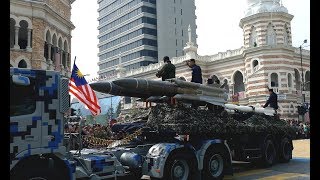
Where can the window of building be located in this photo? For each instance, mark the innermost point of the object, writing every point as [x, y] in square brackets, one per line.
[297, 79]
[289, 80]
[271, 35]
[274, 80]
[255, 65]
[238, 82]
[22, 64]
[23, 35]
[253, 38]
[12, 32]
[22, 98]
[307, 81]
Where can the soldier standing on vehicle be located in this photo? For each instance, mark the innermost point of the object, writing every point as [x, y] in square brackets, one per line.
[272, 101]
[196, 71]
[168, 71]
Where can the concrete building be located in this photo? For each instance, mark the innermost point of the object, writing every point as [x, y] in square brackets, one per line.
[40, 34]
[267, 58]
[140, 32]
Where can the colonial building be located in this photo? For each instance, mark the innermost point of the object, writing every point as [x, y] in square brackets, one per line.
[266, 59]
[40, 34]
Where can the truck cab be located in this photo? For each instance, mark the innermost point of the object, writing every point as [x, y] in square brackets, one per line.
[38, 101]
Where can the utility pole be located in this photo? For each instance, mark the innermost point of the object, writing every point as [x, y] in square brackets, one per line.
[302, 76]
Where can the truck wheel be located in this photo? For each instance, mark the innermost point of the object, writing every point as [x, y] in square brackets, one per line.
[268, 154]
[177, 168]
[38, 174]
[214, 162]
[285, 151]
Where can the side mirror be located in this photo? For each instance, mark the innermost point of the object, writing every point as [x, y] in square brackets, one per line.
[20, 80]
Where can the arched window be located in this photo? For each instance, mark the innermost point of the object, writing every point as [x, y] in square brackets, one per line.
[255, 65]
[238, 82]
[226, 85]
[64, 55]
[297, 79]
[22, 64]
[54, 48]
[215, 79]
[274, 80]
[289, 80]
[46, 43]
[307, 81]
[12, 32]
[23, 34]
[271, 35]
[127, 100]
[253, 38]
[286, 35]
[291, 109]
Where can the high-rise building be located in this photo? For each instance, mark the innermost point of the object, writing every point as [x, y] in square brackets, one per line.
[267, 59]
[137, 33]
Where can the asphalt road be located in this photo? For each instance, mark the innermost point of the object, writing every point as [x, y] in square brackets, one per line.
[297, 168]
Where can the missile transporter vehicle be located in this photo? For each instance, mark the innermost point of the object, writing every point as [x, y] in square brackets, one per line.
★ ★ ★ ★
## [YOUR TASK]
Write out the listing word for word, omitting the pictures it holds.

## [SOLUTION TO THIS PROBLEM]
Where can the window of building be located in this photo? For each instance, mark the innermost point of the object, writing every point as [x, y] in square brackets, one per line.
[297, 79]
[289, 80]
[271, 35]
[274, 80]
[255, 65]
[238, 82]
[22, 64]
[23, 35]
[253, 38]
[12, 32]
[22, 98]
[307, 81]
Where can the soldier standing on vehicle be located in this photo? For each instance, mark the innermost point of the object, writing every point as [x, y] in square brackets, one per line.
[272, 101]
[196, 71]
[168, 71]
Where can the concrete building be located in this photo? For each instance, mark the innermost point of the object, writing every point as [x, y] in square brackets, one per line.
[40, 34]
[267, 58]
[140, 32]
Where can the colonial building be located in this photo? For each instance, mark the innermost point of the object, writing every point as [x, y] in square brackets, one per line.
[266, 59]
[40, 34]
Where can the truck cab be located in this photo? For each instance, mark the innermost point of the object, writing every point as [x, y] in square brackets, one per line.
[38, 101]
Where can the utility pole be located in this photo? For each instance, mark the innermost point of the object, writing every point as [x, y] in square brackets, one per line.
[302, 76]
Where can the truck wheel be located in this photo? For each instance, mark the innermost point of the object, writing every point as [x, y] in square brackets, one per line.
[268, 154]
[177, 168]
[38, 174]
[214, 162]
[285, 151]
Where can the side mirror be located in this photo? For each instance, mark the innermost point of the object, writing every point as [x, y] in square brackets, one per line.
[20, 80]
Where can the arched window be located in this photo? For each instance, mark the innermost point of the object, writing every point as [x, y] in square brackets, one per line.
[255, 65]
[238, 82]
[226, 85]
[64, 55]
[297, 79]
[22, 64]
[54, 48]
[215, 79]
[274, 80]
[289, 80]
[46, 43]
[307, 81]
[12, 32]
[23, 34]
[271, 35]
[127, 100]
[253, 38]
[286, 35]
[291, 109]
Where can the high-rise building be located in this photo? For each instance, mark the innermost point of the object, writing every point as [x, y] in square brackets, one per line.
[267, 59]
[137, 33]
Where can the asphalt road be located in this photo? For each instance, mark the innermost point of the object, writing every point as [x, y] in square brackets, one per line.
[297, 168]
Where can the missile transporter vehicle be located in this photo? For each instance, mark the innermost point of the object, writing every point as [x, y] in square brackets, one per line.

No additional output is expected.